[Begin Data section]

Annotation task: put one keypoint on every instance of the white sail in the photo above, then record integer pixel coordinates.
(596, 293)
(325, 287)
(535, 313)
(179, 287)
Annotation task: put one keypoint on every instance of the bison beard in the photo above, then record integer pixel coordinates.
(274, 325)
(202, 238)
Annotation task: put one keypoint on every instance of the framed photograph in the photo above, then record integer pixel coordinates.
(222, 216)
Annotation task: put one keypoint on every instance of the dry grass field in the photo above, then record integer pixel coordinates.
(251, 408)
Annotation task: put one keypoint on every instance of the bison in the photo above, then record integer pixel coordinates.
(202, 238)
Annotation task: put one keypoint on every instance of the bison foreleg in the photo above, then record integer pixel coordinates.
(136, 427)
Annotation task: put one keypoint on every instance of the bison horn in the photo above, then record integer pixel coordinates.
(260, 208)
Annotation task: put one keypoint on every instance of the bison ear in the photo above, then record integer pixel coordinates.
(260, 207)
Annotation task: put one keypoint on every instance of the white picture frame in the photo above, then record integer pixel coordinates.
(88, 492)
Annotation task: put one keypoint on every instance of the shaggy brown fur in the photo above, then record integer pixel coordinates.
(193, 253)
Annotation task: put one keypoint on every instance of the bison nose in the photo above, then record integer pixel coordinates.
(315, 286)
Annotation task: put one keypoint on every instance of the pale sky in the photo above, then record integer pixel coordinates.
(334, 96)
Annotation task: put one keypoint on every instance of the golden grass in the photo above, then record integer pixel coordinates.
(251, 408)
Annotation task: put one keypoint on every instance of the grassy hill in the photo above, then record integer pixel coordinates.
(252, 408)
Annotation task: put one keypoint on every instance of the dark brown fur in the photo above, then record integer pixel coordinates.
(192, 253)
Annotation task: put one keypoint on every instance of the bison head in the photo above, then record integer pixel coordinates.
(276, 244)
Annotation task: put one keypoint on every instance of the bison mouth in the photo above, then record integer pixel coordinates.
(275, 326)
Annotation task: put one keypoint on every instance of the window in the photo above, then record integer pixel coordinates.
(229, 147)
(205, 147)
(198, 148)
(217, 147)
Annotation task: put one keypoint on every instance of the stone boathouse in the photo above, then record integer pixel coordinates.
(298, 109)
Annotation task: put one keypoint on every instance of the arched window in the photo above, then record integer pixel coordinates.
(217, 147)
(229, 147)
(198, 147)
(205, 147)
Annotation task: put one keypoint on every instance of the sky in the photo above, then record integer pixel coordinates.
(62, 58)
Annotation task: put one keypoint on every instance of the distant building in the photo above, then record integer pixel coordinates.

[End Data section]

Rewrite the data between the line containing "the bison mouth" and the end of the data, inclusive, keeping the requests as they are. Shift every keypoint coordinate in the answers by adding -89 to it.

Annotation task: put one keypoint on every instance of the bison mouth in the photo above, then record integer pixel coordinates.
(186, 237)
Annotation task: put one keypoint on every instance of the window in the photo above, then record integer pixel coordinates.
(140, 58)
(116, 58)
(109, 59)
(128, 58)
Annotation task: put one keypoint on every instance of the stone boathouse in the photo above, then record integer pixel coordinates.
(209, 20)
Annotation task: put one keypoint on every instance of the arched window in the photo above, then record integer pixel coordinates.
(128, 58)
(140, 58)
(109, 58)
(116, 58)
Annotation task: put one keypoint on every instance of the sky in the photo above, then record integer pixel coordinates.
(-27, -31)
Annotation task: put one keypoint on every instance of the distant building in the photo above, then record integer pixel coordinates.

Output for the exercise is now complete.